(Segmentation mask data)
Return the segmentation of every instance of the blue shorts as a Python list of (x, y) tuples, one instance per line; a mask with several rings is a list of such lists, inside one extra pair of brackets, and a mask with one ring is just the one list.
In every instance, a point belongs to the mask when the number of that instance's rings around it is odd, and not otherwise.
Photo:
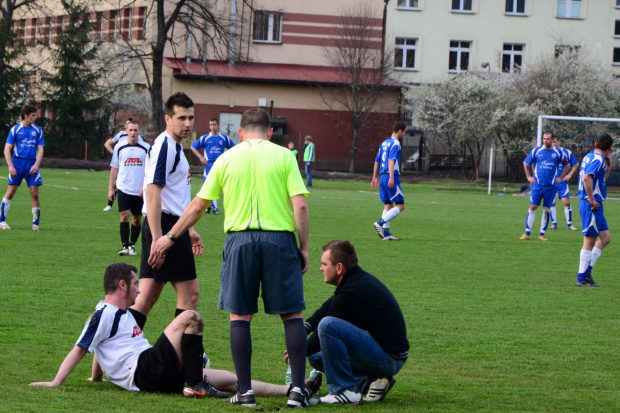
[(9, 174), (9, 185), (20, 186), (22, 184), (22, 179), (26, 180), (28, 186), (43, 185), (40, 168), (36, 174), (30, 174), (30, 168), (32, 168), (32, 165), (35, 164), (36, 160), (13, 157), (12, 161), (13, 167), (17, 171), (17, 176), (11, 176)]
[(211, 172), (211, 168), (213, 167), (213, 162), (215, 161), (209, 161), (209, 165), (205, 166), (205, 170), (202, 173), (202, 182), (207, 180), (207, 175), (209, 175), (209, 172)]
[(579, 215), (581, 215), (581, 233), (584, 237), (598, 237), (599, 232), (609, 231), (605, 219), (603, 203), (596, 211), (592, 211), (590, 203), (582, 199), (579, 201)]
[(532, 185), (532, 193), (530, 194), (530, 205), (540, 205), (540, 201), (544, 201), (544, 206), (555, 206), (555, 186)]
[(255, 314), (260, 292), (267, 314), (305, 310), (302, 262), (292, 232), (231, 232), (224, 242), (218, 309)]
[(555, 184), (555, 190), (558, 193), (558, 198), (570, 198), (570, 192), (568, 191), (568, 183), (559, 182)]
[(405, 195), (403, 195), (403, 189), (400, 187), (400, 176), (394, 175), (394, 186), (388, 187), (388, 181), (390, 180), (390, 174), (381, 174), (379, 178), (379, 198), (384, 204), (404, 204)]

| Task instructions |
Return only the lines above that run from the opening line through the line containing "In every instance, a", exactly as written.

| Result for this exercise |
Return the segmentation of every instance of the blue shorts as a Python list of (x, y) tuples, one instance per line; a mask with several rings is a list of such lists, inside one extra pair of brackets, and a mask with one ring is just the one list.
In every instance, a point belongs to the mask when the number of that instance's rings around it is odd, and not otherwise.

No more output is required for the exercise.